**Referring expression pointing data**
▬▬▬▬▬▬

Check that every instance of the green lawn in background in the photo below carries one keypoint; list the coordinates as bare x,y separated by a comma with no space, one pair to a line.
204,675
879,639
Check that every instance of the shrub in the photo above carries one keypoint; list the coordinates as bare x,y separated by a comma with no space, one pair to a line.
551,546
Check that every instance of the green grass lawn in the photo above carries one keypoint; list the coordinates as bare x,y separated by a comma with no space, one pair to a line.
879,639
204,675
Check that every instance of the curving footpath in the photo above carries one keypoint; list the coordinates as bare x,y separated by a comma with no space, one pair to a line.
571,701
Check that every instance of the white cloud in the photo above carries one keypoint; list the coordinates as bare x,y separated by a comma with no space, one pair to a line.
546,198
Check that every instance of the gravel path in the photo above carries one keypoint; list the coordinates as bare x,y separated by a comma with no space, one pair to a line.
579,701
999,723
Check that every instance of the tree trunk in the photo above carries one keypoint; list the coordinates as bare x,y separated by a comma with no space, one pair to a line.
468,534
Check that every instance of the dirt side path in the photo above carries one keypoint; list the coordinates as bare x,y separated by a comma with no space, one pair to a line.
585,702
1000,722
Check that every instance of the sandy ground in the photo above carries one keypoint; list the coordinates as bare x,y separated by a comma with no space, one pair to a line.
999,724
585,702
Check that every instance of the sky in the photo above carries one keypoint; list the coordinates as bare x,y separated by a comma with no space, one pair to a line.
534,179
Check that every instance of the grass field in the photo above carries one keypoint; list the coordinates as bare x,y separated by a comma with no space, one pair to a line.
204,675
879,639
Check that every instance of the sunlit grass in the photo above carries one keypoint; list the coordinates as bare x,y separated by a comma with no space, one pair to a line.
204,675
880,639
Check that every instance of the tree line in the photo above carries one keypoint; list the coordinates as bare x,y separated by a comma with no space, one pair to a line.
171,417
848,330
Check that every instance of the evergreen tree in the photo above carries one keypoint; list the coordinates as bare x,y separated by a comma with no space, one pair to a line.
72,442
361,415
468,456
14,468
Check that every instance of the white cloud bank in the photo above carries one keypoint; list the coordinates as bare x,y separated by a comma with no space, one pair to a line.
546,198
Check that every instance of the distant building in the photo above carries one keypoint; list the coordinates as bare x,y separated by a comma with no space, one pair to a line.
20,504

▬▬▬▬▬▬

**ASSIGNED TASK**
Each of the lines from the one that contains "Check that every instance of the tree line" through the last line of the data needs to be repeated exactly, with no others.

**ANSWER TO THE EXERCISE**
Check that every instance of the tree line in the photo above carries one keypoint; list the coordinates as bare x,y separated by a comma with no space, one pair to a line.
171,417
848,330
Check that every instance of the evergreen tree in the photo above carries one keypoint; list the coordinates as bare x,y separated by a comma with no space, one pair to a line.
72,442
361,415
468,456
14,468
Check that every instance of the white cloud bank in the photo above carries one keypoint; list the coordinates as bare x,y separated by a comma with no space, one pair to a line.
546,198
Check that every instance of the distant building in the photo above carries one keypoint; list the coordinates as bare x,y separated by a comma with no space, one pair to a line.
20,504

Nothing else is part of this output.